[Some records]
====

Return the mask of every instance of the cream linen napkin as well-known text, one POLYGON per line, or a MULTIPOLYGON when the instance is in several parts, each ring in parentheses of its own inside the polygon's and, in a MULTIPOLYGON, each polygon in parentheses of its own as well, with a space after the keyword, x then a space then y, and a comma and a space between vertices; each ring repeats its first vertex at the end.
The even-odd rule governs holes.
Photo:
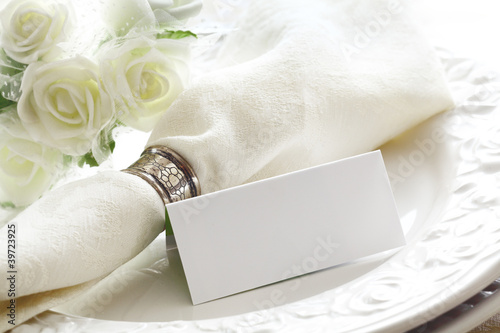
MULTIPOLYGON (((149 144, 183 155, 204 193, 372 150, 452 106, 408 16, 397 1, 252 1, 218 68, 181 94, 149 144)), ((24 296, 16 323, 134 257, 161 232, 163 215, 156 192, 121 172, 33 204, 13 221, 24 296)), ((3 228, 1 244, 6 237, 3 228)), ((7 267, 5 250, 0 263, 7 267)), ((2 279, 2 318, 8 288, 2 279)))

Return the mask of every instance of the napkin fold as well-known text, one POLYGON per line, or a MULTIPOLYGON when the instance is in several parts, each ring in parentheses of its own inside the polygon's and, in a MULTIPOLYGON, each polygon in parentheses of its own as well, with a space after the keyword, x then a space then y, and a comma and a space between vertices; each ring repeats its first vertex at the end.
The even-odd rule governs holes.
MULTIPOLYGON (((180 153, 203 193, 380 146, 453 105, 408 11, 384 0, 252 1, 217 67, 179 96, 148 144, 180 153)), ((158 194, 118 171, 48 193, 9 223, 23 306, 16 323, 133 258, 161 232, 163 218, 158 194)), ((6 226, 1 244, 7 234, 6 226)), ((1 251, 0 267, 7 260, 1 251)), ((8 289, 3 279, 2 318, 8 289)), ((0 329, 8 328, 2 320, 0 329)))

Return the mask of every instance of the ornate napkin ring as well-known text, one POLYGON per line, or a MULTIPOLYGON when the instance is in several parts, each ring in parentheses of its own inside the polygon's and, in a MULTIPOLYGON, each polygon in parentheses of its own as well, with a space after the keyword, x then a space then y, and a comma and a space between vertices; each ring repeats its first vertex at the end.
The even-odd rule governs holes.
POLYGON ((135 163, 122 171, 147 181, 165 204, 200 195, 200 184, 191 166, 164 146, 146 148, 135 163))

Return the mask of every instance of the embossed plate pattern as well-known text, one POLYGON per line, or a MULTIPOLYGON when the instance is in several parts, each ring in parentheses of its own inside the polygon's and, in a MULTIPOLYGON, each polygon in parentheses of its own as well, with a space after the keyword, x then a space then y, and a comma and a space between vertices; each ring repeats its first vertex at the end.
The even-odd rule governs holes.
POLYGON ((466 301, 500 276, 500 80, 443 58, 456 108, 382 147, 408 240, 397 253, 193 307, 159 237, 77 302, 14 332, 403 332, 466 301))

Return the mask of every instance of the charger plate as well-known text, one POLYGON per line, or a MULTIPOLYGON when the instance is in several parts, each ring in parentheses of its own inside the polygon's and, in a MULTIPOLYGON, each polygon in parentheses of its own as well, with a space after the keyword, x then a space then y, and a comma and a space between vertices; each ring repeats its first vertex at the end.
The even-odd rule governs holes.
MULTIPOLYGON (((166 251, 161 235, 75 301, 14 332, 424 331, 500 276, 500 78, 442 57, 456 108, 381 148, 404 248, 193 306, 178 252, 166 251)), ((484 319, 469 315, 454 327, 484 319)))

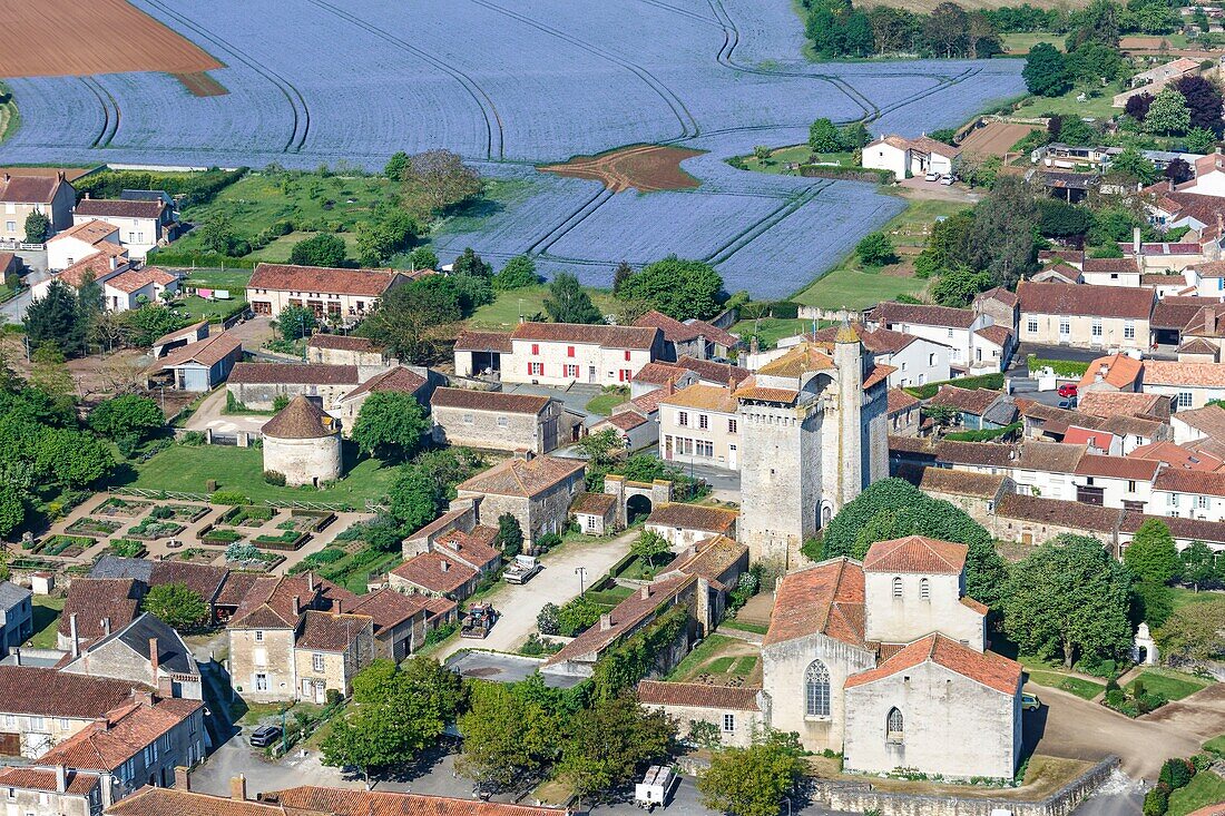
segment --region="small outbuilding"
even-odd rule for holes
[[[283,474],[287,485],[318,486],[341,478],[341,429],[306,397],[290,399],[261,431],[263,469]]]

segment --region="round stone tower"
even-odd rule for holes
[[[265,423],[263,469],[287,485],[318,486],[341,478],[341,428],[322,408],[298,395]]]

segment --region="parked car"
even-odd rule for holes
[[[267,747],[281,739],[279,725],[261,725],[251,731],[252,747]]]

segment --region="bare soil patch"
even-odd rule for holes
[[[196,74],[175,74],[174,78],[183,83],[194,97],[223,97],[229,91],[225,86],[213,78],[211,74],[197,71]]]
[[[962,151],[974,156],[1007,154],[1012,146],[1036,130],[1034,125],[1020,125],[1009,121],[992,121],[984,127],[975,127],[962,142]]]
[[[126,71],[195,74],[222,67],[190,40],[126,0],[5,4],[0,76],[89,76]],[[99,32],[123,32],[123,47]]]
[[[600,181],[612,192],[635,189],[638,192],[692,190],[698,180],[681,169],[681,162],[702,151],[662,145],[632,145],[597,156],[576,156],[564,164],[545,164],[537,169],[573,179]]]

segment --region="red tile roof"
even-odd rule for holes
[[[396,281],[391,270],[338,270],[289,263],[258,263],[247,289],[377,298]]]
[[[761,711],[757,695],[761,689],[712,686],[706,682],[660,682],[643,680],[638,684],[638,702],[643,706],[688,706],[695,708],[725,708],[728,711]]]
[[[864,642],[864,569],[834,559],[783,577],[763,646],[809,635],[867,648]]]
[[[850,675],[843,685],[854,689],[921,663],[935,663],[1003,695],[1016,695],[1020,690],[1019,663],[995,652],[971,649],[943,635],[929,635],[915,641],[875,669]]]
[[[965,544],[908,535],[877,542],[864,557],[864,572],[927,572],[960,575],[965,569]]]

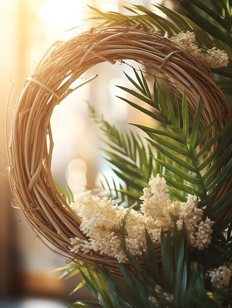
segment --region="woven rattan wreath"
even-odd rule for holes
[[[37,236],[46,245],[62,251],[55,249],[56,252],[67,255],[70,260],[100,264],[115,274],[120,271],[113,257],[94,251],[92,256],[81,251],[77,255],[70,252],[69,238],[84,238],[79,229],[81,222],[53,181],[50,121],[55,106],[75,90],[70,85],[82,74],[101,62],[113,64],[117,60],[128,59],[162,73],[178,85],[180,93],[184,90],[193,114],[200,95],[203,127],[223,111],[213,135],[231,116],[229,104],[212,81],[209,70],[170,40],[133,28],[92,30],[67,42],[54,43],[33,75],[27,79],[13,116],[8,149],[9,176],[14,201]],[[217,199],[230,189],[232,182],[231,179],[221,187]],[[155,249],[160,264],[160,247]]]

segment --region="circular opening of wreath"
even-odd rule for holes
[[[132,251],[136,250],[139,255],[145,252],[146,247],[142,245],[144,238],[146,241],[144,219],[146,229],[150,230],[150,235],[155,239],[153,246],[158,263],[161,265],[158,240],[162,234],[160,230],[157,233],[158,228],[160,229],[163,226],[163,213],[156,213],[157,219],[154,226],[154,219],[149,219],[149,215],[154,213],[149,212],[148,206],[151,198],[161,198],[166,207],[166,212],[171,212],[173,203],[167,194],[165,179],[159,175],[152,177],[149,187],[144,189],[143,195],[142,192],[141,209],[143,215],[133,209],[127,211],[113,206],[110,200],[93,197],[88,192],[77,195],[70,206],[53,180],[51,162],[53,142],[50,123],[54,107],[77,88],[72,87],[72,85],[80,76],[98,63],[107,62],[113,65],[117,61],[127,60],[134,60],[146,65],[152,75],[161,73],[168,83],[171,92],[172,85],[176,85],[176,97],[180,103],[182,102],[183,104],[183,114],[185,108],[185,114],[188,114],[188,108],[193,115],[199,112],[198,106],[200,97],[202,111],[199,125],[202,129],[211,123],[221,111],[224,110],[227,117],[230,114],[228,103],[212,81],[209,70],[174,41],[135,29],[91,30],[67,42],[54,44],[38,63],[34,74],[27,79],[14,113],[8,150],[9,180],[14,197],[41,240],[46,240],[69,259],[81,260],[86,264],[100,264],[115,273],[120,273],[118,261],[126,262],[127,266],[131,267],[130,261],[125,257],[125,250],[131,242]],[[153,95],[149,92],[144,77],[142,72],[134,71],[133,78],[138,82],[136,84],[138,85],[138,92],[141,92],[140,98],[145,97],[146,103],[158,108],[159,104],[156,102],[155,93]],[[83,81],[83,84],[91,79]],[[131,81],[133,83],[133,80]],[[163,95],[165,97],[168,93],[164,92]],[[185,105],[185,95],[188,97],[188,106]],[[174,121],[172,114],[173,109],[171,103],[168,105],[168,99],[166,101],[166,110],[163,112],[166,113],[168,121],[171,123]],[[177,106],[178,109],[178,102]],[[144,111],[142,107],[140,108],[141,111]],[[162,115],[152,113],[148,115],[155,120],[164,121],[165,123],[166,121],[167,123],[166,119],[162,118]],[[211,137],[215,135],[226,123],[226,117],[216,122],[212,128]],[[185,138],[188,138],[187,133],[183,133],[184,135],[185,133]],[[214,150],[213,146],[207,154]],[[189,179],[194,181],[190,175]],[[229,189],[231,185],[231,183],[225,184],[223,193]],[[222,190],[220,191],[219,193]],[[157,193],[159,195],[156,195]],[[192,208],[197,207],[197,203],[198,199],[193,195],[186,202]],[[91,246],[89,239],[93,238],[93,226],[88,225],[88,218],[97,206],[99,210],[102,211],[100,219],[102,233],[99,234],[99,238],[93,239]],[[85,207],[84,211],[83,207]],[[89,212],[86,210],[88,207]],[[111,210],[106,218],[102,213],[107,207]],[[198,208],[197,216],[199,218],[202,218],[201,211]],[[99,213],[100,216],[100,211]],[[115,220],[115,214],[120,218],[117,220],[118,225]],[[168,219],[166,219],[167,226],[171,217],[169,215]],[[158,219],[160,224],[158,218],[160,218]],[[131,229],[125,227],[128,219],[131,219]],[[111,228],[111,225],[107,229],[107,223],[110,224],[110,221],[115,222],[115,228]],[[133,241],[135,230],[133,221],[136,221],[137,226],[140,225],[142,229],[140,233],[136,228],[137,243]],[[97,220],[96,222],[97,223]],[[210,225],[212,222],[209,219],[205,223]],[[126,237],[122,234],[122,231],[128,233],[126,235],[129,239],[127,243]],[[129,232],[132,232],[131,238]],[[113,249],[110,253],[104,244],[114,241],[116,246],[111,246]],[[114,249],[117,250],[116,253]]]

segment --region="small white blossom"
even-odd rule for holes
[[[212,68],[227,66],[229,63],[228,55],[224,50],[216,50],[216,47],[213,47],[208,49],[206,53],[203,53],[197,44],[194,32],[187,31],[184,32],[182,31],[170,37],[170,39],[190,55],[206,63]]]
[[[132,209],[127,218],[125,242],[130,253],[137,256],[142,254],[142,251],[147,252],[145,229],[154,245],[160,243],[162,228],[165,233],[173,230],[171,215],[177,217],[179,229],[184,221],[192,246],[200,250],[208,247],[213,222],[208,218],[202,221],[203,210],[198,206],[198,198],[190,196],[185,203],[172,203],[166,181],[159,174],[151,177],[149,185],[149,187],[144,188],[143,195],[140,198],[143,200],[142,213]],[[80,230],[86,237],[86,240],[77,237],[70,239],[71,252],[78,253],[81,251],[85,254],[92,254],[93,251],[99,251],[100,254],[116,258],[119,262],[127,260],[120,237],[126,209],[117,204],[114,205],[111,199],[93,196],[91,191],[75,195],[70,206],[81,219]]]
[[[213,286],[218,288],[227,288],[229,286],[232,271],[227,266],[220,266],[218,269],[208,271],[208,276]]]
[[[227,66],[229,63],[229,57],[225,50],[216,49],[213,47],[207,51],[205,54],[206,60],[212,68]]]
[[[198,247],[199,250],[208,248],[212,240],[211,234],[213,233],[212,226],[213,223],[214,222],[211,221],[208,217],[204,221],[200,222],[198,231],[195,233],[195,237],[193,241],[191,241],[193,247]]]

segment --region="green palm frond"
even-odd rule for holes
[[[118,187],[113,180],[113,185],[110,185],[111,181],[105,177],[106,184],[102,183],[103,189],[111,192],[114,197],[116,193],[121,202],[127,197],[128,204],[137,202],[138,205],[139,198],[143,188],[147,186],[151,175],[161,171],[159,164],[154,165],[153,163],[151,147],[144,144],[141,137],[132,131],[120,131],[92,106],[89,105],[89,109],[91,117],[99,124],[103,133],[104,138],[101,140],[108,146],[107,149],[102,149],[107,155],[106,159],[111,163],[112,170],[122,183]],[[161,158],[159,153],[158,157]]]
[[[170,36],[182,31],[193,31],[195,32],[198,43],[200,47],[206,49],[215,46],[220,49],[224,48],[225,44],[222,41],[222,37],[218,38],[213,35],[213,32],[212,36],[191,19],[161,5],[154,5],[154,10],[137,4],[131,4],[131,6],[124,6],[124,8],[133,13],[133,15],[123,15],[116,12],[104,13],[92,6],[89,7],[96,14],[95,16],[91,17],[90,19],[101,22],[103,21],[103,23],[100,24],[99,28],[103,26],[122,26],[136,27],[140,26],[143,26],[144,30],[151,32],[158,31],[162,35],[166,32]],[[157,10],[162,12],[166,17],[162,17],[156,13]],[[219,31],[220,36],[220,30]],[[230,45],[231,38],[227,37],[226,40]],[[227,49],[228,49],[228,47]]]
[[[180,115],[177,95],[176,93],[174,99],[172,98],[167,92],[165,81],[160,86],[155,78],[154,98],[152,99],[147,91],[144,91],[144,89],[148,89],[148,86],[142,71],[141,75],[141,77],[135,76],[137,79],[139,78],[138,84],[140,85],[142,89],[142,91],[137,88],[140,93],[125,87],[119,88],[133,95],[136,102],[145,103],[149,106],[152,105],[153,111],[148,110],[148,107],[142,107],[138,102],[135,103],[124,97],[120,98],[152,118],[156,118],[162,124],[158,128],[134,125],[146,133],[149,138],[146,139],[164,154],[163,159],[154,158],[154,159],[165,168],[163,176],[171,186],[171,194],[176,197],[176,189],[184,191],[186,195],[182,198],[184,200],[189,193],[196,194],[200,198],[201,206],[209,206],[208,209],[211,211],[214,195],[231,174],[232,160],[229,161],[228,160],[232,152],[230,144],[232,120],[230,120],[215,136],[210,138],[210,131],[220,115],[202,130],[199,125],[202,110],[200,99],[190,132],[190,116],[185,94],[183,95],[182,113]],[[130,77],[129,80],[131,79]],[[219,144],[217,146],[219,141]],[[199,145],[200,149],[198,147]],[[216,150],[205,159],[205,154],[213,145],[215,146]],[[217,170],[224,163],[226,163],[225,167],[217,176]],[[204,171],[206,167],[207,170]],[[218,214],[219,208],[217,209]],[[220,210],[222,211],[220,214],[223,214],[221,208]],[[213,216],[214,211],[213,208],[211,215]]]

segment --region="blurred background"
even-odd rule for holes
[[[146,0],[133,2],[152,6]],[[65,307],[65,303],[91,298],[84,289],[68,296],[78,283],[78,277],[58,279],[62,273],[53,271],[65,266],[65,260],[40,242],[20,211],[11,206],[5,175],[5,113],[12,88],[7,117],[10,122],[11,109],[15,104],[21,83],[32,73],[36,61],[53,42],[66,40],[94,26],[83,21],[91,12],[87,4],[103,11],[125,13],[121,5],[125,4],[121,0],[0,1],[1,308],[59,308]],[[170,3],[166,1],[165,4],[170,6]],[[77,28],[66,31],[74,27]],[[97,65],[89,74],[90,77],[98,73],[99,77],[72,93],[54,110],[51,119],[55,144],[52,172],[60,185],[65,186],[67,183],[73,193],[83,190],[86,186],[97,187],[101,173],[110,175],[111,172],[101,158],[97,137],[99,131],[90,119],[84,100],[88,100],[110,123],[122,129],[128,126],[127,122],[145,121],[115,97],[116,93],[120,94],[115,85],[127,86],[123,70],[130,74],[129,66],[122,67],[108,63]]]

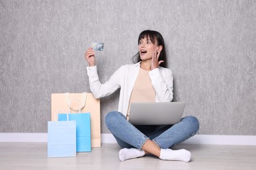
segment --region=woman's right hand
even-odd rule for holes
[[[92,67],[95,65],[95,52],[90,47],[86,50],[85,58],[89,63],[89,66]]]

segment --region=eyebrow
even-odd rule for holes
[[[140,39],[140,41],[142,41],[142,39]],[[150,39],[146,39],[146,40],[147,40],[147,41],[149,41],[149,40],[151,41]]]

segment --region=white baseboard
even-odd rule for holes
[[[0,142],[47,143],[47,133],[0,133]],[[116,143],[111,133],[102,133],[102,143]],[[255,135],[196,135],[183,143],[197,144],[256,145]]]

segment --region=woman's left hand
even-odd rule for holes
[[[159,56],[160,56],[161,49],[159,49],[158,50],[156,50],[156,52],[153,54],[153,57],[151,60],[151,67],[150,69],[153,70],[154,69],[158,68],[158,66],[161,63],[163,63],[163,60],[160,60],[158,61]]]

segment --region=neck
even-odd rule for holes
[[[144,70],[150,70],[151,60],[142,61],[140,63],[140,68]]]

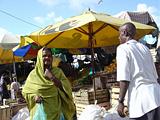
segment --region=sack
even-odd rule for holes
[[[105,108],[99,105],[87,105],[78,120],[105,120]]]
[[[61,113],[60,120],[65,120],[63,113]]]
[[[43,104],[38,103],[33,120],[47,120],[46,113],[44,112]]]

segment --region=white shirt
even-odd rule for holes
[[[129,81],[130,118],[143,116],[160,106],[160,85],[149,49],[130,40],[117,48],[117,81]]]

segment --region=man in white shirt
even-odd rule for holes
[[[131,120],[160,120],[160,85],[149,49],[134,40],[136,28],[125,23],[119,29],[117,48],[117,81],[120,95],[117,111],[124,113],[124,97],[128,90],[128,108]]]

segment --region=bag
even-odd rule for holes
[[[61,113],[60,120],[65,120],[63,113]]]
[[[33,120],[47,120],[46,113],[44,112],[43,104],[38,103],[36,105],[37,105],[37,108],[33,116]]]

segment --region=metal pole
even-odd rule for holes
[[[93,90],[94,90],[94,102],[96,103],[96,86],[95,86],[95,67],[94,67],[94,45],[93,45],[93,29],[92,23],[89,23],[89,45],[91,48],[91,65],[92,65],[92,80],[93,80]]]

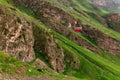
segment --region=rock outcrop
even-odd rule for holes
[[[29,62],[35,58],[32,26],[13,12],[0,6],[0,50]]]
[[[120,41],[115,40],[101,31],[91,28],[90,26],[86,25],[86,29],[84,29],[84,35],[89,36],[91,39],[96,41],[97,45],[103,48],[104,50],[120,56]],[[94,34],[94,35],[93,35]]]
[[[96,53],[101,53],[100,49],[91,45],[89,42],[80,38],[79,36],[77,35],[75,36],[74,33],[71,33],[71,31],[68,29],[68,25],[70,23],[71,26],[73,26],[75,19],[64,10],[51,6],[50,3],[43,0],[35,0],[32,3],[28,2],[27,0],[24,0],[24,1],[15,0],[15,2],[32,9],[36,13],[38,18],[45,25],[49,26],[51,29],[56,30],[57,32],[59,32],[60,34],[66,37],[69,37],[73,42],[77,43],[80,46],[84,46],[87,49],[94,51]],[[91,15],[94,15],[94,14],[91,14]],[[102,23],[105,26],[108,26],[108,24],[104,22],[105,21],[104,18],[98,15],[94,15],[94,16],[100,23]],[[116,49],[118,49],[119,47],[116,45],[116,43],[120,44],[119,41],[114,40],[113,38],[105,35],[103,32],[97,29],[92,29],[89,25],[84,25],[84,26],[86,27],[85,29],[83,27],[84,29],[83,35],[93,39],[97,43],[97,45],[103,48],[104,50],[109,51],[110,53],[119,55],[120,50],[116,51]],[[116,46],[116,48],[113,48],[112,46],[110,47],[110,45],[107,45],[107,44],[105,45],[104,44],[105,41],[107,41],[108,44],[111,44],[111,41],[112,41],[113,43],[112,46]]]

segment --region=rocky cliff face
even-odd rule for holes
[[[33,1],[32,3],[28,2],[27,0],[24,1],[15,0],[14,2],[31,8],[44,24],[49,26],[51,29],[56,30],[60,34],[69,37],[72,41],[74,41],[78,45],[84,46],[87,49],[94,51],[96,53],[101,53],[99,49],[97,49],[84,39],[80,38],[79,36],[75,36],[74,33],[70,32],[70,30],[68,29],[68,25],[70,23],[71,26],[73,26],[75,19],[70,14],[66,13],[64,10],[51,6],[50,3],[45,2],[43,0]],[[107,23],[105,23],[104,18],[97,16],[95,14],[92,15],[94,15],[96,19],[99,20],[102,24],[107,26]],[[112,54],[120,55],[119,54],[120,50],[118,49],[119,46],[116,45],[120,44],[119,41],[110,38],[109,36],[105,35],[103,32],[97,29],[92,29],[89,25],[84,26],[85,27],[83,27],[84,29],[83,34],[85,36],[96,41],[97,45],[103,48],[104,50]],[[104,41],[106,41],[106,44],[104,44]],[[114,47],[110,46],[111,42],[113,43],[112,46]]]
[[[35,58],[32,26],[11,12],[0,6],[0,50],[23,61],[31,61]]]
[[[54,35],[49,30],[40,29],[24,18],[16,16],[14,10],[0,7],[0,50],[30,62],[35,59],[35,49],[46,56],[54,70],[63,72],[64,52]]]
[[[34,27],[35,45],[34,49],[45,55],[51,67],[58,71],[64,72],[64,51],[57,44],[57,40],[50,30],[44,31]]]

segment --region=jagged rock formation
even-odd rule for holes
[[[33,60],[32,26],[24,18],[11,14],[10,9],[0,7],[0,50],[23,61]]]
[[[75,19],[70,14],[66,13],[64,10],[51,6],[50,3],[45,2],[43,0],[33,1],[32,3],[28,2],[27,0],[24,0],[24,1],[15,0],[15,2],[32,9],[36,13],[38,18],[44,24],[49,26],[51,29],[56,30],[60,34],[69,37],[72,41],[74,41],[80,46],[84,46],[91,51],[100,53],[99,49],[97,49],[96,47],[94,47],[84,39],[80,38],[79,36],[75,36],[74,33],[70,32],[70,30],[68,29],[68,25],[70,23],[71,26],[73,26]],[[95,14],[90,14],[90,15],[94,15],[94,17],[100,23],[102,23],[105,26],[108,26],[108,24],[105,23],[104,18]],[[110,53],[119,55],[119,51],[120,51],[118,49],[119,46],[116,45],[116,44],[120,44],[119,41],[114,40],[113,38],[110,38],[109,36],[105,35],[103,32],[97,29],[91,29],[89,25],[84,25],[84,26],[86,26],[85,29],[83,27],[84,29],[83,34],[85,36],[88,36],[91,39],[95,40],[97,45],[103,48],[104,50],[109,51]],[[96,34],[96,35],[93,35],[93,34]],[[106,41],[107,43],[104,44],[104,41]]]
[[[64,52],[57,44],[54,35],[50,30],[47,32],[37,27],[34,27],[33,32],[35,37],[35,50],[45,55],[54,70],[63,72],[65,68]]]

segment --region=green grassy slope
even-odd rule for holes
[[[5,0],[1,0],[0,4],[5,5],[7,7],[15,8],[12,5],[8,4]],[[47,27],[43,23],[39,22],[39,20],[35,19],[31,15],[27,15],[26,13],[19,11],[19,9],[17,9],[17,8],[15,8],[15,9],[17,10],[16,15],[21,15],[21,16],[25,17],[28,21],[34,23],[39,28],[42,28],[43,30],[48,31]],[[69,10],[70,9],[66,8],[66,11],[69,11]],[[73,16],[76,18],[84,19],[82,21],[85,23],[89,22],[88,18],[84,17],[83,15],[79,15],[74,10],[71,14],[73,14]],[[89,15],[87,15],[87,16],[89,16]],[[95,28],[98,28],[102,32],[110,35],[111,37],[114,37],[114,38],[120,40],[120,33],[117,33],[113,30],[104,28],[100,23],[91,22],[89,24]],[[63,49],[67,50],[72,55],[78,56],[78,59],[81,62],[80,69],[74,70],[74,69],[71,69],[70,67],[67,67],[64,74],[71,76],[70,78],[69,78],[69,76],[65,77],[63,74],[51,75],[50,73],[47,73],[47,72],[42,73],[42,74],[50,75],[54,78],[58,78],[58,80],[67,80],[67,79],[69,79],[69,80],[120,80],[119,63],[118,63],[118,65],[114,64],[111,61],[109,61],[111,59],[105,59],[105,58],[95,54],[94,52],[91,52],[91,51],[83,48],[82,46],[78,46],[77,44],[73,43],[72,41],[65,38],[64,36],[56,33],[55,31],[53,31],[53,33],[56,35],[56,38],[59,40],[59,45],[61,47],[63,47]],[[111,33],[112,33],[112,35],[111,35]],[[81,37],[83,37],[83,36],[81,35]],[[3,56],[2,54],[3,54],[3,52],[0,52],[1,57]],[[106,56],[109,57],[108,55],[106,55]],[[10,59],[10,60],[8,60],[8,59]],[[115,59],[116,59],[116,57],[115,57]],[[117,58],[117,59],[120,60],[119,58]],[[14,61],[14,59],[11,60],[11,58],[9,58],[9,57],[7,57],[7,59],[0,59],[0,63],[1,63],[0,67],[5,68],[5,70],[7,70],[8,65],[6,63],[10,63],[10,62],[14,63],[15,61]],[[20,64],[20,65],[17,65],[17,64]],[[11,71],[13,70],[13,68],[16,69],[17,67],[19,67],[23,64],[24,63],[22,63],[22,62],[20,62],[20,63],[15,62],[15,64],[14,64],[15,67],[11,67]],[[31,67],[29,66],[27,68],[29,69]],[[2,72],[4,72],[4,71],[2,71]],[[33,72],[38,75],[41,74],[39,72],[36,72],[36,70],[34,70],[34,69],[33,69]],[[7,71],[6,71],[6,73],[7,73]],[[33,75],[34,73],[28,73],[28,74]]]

====

Turn the material above into a JSON list of strings, one string per line, starting with the line that contains "Return the mask of every instance of the charger" and going on through the line that contains "[[[267,747],[281,739],[279,725],[261,725],[251,731],[252,747]]]". Leave out blank lines and pictures.

[
  "Return the mask of every instance of the charger plate as well-known text, one POLYGON per line, or a MULTIPOLYGON when the instance is in several parts, each ring in parentheses of its own inside the polygon's and, in a MULTIPOLYGON, each polygon in parentheses of its own as well, with a space after the keyword, x then a space then y, and a comma and a space between vertices; each ring repeats its first vertex at the end.",
  "The even-odd rule governs holes.",
  "MULTIPOLYGON (((166 251, 161 235, 75 301, 14 332, 424 331, 500 276, 500 78, 442 57, 456 108, 381 148, 404 248, 193 306, 178 252, 166 251)), ((484 319, 469 315, 454 327, 484 319)))",
  "segment --region=\"small outbuilding\"",
  "even-odd rule for holes",
  "[[[283,474],[287,485],[318,486],[341,478],[341,429],[306,397],[290,399],[261,431],[263,469]]]",
  "segment --region=\"round stone tower\"",
  "even-odd rule for holes",
  "[[[265,423],[263,469],[287,485],[318,486],[341,478],[341,428],[322,408],[298,395]]]",
  "segment --region=\"parked car\"",
  "even-odd rule for holes",
  "[[[267,747],[281,739],[279,725],[261,725],[251,731],[252,747]]]"
]